→ **Task instructions**
1 - In the article on stock prices and takeovers, how many mergers and acquisitions did the researchers study, and over what period?
2 - Reproduce the passage of the article on stock prices and takeovers between "Theory and common" and "of the firm’s.", inclusive.
3 - State whether each statement agrees with the article on stock prices and takeovers, and quote the words that decide it: (a) Itay Goldstein is a finance professor at Columbia Business School. (b) The researchers' study covered mergers and acquisitions from 1980 through 2007. (c) Takeover battles can drive share prices down.

→ **Text provided**
####################

Theory and common sense suggest that the marketplace imposes discipline on corporate managers. If top leadership performs poorly, the stock price will suffer. Then things could get worse — the company could become a takeover target and the executives could lose their jobs. That should be a strong incentive to perform well.
But it has been hard to find solid evidence that falling share prices really do trigger takeover activity. If the theory is false, the supposed market discipline may not exist, making it easier for managers to put their own interests ahead of the firm’s.
Why is the stock price-takeover trigger so hard to see? Possibly because another force is masking the effect, says Wharton finance professor Itay Goldstein. Since people believe poorly-run firms are ripe for takeovers, and because takeover battles can drive share prices up, investors might be eager to buy stock in a troubled company, causing the price to rebound.
“You have sort of a dual relationship between market price and takeover activity,” Goldstein says. “It could well be that [low] market price is a great motivation for a takeover, but we can’t see this very clearly in the data.”
In fact, various studies have failed to find much evidence that low prices do trigger takeover attempts, adds Wharton finance professor Alex Edmans. “The very firms that are likely to be taken over because they have bad managers are more likely to have their prices inflated.” If so, the market may not be imposing the discipline — giving bad managers an incentive to do better — that many have long assumed.
Edmans, Goldstein and Wei Jiang, a finance professor at Columbia Business School, studied 6,555 mergers and acquisitions from 1980 through 2007 for better evidence of how the two forces governing share prices interact. They looked at which firms received takeover bids in any given year and discuss their findings in a recent paper titled, “Takeover Activity and Target Valuations: Feedback Loops in Financial markets.”

####################

Boundary labeling items:
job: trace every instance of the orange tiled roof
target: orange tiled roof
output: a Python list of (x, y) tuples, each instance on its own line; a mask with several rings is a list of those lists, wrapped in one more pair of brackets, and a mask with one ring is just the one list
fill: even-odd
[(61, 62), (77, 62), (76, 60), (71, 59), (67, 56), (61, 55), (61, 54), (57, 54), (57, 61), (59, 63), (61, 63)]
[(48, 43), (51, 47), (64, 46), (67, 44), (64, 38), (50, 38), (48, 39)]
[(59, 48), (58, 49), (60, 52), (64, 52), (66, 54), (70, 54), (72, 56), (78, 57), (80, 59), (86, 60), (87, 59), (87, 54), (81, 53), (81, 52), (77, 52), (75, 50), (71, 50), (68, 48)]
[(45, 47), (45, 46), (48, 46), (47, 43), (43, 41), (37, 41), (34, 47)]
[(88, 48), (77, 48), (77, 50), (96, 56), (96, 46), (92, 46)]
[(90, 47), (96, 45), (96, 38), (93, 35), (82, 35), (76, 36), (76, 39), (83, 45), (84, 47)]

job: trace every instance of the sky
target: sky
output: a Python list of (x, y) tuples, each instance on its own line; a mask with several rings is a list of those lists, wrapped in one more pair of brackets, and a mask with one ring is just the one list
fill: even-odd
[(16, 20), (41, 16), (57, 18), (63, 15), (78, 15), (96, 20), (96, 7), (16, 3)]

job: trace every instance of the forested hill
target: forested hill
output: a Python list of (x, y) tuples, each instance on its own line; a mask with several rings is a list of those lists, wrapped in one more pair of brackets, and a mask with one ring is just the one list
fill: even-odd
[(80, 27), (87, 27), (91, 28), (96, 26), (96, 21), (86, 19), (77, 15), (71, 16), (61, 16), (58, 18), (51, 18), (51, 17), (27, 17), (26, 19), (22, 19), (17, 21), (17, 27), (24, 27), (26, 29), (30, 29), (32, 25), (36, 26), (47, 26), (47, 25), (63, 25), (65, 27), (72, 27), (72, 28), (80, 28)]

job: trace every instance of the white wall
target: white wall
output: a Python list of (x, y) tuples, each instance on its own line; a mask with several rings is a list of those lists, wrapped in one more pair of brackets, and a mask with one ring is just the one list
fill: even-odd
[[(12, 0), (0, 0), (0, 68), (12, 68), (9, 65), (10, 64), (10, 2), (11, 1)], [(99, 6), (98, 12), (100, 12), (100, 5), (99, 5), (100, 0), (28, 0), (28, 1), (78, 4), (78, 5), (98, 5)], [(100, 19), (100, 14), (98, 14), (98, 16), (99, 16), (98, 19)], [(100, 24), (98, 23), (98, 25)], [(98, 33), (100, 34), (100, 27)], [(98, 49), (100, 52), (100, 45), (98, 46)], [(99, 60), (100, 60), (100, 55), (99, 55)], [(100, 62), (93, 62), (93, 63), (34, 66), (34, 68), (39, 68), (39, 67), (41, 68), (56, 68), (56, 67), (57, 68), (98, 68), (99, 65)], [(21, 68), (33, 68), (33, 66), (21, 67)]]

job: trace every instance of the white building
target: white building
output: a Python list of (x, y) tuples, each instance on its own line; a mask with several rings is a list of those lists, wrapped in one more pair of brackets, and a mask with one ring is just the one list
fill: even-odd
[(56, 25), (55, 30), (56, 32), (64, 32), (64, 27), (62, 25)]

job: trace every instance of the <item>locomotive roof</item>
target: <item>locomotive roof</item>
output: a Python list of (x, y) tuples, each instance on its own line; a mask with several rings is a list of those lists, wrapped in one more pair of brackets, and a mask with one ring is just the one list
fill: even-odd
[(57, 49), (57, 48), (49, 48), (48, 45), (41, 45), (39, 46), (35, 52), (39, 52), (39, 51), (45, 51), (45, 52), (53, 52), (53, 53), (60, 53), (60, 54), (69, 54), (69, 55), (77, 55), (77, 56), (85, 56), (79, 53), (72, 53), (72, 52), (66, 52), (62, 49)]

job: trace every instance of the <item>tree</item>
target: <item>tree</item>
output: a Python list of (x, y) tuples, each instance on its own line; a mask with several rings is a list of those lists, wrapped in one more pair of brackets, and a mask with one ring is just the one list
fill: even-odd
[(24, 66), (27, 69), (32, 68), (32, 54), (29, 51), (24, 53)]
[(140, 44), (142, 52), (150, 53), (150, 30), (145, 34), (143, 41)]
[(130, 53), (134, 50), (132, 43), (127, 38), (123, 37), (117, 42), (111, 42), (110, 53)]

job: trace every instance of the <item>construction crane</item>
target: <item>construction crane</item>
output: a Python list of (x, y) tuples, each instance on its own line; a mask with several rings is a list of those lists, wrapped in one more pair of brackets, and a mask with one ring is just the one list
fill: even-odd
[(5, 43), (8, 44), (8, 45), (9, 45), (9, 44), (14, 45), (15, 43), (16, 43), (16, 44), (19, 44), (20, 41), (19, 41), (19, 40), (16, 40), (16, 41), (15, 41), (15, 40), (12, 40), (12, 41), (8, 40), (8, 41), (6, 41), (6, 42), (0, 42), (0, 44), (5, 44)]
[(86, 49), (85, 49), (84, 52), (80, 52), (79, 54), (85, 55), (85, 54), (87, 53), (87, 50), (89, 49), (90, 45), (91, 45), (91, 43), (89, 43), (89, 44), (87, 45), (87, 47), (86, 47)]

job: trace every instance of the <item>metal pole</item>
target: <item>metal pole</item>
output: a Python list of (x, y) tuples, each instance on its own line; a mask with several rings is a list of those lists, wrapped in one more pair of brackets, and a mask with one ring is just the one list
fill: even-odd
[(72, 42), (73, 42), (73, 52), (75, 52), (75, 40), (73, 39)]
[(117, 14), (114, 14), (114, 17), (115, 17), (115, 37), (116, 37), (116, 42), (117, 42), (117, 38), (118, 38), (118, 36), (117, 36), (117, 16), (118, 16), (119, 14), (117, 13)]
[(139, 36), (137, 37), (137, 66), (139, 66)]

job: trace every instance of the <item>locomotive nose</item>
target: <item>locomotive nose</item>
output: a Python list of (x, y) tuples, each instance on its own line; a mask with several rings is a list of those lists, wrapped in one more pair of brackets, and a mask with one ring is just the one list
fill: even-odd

####################

→ **Solutions per task**
1 - They studied 6,555 mergers and acquisitions from 1980 through 2007.

2 -
Theory and common sense suggest that the marketplace imposes discipline on corporate managers. If top leadership performs poorly, the stock price will suffer. Then things could get worse — the company could become a takeover target and the executives could lose their jobs. That should be a strong incentive to perform well.
But it has been hard to find solid evidence that falling share prices really do trigger takeover activity. If the theory is false, the supposed market discipline may not exist, making it easier for managers to put their own interests ahead of the firm’s.

3 -
(a) No: "Wharton finance professor Itay Goldstein"
(b) Yes: "studied 6,555 mergers and acquisitions from 1980 through 2007"
(c) No: "takeover battles can drive share prices up"